**Data excerpts:**
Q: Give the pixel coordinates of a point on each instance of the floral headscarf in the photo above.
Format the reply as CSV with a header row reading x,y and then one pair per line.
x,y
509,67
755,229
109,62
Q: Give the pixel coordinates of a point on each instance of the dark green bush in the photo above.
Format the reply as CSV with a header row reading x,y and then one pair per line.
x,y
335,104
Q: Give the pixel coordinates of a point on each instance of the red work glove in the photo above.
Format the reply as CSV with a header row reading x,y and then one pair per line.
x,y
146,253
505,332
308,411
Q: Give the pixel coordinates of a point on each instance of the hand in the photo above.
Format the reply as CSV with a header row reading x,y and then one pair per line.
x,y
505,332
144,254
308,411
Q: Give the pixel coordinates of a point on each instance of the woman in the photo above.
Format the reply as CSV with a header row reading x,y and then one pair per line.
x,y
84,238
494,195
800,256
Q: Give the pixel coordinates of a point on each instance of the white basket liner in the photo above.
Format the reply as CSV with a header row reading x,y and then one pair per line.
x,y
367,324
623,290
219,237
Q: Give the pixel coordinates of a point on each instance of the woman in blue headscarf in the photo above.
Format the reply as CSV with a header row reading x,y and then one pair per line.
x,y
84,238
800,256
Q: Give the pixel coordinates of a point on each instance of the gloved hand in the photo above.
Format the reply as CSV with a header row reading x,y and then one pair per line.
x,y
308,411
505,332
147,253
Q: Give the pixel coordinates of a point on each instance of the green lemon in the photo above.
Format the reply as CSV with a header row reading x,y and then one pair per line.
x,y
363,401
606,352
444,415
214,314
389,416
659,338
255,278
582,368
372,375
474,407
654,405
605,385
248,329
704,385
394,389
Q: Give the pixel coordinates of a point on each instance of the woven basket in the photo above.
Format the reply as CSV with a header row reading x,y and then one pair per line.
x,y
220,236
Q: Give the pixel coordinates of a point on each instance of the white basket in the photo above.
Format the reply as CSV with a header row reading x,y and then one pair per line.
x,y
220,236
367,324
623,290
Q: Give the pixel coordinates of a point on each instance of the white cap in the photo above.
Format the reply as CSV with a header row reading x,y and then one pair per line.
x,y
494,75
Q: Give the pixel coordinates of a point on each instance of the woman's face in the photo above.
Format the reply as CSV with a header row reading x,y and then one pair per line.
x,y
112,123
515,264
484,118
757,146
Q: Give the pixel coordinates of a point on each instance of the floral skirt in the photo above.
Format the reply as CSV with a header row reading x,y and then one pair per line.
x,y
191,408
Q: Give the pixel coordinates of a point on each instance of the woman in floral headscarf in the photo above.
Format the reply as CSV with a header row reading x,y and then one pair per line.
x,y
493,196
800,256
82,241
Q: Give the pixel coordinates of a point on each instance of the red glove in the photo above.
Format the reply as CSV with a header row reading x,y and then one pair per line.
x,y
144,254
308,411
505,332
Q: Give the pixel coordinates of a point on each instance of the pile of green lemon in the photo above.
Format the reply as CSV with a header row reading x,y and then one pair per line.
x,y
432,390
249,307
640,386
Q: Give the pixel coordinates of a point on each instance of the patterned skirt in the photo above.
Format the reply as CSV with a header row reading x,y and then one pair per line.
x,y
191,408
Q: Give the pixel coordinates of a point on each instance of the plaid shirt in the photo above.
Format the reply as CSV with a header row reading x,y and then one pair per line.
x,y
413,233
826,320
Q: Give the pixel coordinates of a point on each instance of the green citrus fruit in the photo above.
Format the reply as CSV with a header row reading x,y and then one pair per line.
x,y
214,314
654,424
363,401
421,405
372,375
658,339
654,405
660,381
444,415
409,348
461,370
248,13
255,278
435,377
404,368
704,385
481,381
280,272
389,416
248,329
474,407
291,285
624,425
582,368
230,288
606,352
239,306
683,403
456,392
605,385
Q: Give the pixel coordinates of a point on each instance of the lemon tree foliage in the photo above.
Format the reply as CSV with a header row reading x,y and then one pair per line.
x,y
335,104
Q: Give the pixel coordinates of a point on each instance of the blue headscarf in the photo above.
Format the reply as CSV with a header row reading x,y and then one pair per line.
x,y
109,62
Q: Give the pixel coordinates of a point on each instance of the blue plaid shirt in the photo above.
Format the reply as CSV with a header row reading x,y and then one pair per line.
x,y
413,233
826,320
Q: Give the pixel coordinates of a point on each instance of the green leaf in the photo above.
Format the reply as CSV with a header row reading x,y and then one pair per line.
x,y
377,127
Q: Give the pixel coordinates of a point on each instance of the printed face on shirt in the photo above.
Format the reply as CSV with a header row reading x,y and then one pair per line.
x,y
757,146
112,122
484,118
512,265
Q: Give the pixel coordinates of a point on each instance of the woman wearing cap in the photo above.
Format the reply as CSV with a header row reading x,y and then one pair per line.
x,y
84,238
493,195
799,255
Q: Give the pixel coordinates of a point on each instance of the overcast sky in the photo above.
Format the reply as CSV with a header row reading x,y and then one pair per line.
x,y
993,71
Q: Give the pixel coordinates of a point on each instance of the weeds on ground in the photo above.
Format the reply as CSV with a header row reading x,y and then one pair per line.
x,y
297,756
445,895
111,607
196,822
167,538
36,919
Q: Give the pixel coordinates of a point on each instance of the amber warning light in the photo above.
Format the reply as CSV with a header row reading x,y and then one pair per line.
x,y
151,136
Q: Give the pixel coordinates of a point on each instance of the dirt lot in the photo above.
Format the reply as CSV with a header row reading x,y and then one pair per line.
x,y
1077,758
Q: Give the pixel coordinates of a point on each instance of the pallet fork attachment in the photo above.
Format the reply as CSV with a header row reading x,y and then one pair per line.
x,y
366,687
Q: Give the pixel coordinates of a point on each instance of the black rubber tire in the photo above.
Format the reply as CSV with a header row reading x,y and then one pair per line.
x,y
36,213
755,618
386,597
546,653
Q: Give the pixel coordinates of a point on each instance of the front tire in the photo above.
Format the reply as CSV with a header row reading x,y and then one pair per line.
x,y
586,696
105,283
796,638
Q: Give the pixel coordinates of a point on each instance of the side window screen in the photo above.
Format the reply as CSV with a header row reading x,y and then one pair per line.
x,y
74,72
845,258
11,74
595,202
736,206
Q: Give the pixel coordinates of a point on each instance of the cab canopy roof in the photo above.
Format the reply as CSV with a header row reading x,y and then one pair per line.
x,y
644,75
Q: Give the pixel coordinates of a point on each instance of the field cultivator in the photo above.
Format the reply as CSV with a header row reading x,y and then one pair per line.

**Written task:** Copy out all of the records above with nothing altered.

**Answer to the exercise:**
Q: Give the pixel coordinates of a point on each instance of the floral headscarf in the photo above.
Format the reply as CSV with a header row reading x,y and then one pair per line.
x,y
509,67
755,229
109,62
Q: Give the pixel coordinates of a point on each instance of the dark green bush in the photo above.
Format the reply as CSV with a header row reading x,y and then one pair per line.
x,y
335,104
Q: Give the pixel coordinates of a point on each instance of the red work glove in the photo above.
Format the reply as CSV with a header row reading x,y and then one pair per line.
x,y
146,253
505,332
308,411
Q: Give the pixel coordinates of a point on each instance of the hand in the photo above.
Format the reply as CSV with a header row reading x,y and then one pair per line.
x,y
505,332
144,254
308,411
Q: Give the pixel coordinates of a point on each instance of the woman in the photo above.
Format the reply as CSV with a header row reading x,y and then one pair per line.
x,y
84,238
494,195
800,256
Q: Give the pixel coordinates of a point on each instance of the white basket liner in the photo above.
Format the reply as CSV with a header row reading x,y and then one pair per line.
x,y
367,324
623,290
219,237
Q: Give the pixel coordinates of a point on each instance of the woman in blue headscarf in the photo above.
Format the reply as CSV with a header row reading x,y and then one pair per line.
x,y
84,238
800,256
Q: Give the pixel coordinates of a point on each instance of the gloved hand in the photo above.
Format the reply as CSV with a header row reading x,y and then one pair per line.
x,y
308,411
505,332
147,253
Q: Give the pixel coordinates of a point on each instance of the green lemon in the photo above.
Format the reply as CSV with a header row reading x,y and then one pair per line.
x,y
363,401
606,352
444,415
214,314
389,416
659,338
255,278
582,368
372,375
474,407
654,405
605,385
248,329
704,385
394,389
Q: Give the pixel coordinates of a point on each instance of the woven basket in the photo above.
Format the reply as CSV with a header row reading x,y and then one pair per line.
x,y
220,236
Q: Give the pixel coordinates of a point on each instance of the white basket in the photo above.
Format the reply as CSV with a header row reading x,y and then one pair per line.
x,y
220,236
367,324
623,290
Q: Give the pixel coordinates of a point on each instance of the white cap in the photo above.
Format the reply as CSV with a header row reading x,y and then one pair per line.
x,y
494,75
Q: Give the pixel coordinates of a point on each instance of the woman's face in the photo above.
Format the reply as CSV with a header row reading x,y and then one pair per line.
x,y
112,123
515,264
484,118
757,146
Q: Give the pixel coordinates of a point on each instance of the floral skirt in the photo above.
Format the reply as CSV with a header row reading x,y and then one pair per line.
x,y
191,408
Q: Give the pixel coordinates of a point on each instance of the woman in floral headscarf in the photo above.
Format the reply as CSV with a header row reading x,y and then one pair per line.
x,y
493,196
800,256
82,241
Q: Give the pixel coordinates of a point on each instance of the red glove in the photo above.
Format the reply as CSV with a header row reading x,y and then one pair per line.
x,y
144,254
308,411
505,332
Q: Give the pixel coordinates of a point on each instance of the pile of green lemon in the photo above.
Format the reply as CSV with a header row reading x,y and then one pair per line.
x,y
432,390
249,307
640,386
Q: Give the pixel coordinates of a point on each instance of the patterned skirt in the photo above.
Format the reply as CSV with a header row reading x,y and then one pair per line.
x,y
191,408
Q: Give the pixel coordinates of a point on each instance of the plaid shirt in the photo above.
Format the reply as CSV with a header row reading x,y and then one pair per line.
x,y
413,233
826,320
Q: Give the pixel coordinates of a point on each instance of the green citrus fruit in the photo above.
Format the reply as CSV with a header row reading x,y and then one pair per line.
x,y
214,314
654,424
363,401
421,405
372,375
658,339
654,405
660,381
444,415
409,348
461,370
248,13
255,278
435,377
404,368
704,385
481,381
280,272
389,416
248,329
474,407
291,285
624,425
582,368
230,288
606,352
239,306
683,403
456,392
605,385
Q: Give the pixel coordinates of a point on each instance of the lemon tree foliage in the photo above.
Format the reply as CSV with a header row reading x,y and then one pair per line.
x,y
335,104
Q: Give the pixel coordinates of a point on each instance of the blue headscarf in the photo above.
Format the reply as CSV with a header row reading x,y and then one pair per line.
x,y
109,62
Q: Give the pixel coordinates of a point on each instance of the blue plaid shirt in the photo above.
Format the reply as CSV with a header row reading x,y and then one pair per line.
x,y
413,233
826,320
Q: Give the pixel coordinates of a point on each instance of the green leaf in the photo above.
Format the reply as CSV with a header row reading x,y and then one pair per line.
x,y
377,127
Q: Give the pixel coordinates of a point on each instance of the printed face on shirt in the photo above.
Format the reply as CSV with a header row reading x,y and then one pair per line.
x,y
757,146
112,122
484,118
512,265
Q: Give the pixel coordinates of a point on each instance of the woman wearing cap in the photo above.
Format the reply as CSV with a header row reading x,y and then one pair per line.
x,y
84,238
493,195
799,255
Q: Give the pixel coordinates of a point on each instance of the overcast sky in the photo above.
Format the reply as CSV with a header row reading x,y and then one pair per line.
x,y
993,71
Q: Give the pixel coordinates of a point on each instance of the weeds on ground in the photo above.
Format the reply as CSV with a header row reading x,y and then one pair per line.
x,y
297,756
445,895
111,607
196,822
167,538
36,919
Q: Give the pixel coordinates of a point on each instance of the amber warning light in the photo above.
Format the reply as CSV with a header row reading x,y and then one pair per line.
x,y
151,136
Q: Give the pixel coordinates of a point on each instance of the dirt lot in the photo above.
Format the reply as CSV with a header row reading x,y and then one pair per line.
x,y
1077,758
Q: Give the pixel coordinates of a point on each instance of the pallet fork attachment in the photo above.
Format the reply as CSV with a header row reading x,y and then one pair per line.
x,y
366,687
Q: Give the pixel coordinates of a point on each instance of the black rubber tire in the photo above.
Format the reply as CSV with a header row reading x,y and then one pair per line.
x,y
36,213
755,618
386,597
546,653
Q: Give the pixel coordinates of a point on each instance of the front tire in the photo above.
Format the reply as CSV with a header row reading x,y and then one pair per line.
x,y
586,696
105,283
796,638
Q: Give the pixel coordinates of a point on each instance of the side window screen in the photo above.
Format the reply as CSV with a header row reading x,y and then one pair per line.
x,y
74,72
845,258
11,74
595,202
736,206
Q: Give the pixel coordinates of a point on each instance of the cab canopy roof in the photo above.
Format the reply as CSV with a header row reading x,y and then one pair per line.
x,y
644,75
Q: Give the pixel coordinates of a point on each instance of the field cultivator in the photo above.
Format the reply as CSV with a header row reading x,y and then one pair per line.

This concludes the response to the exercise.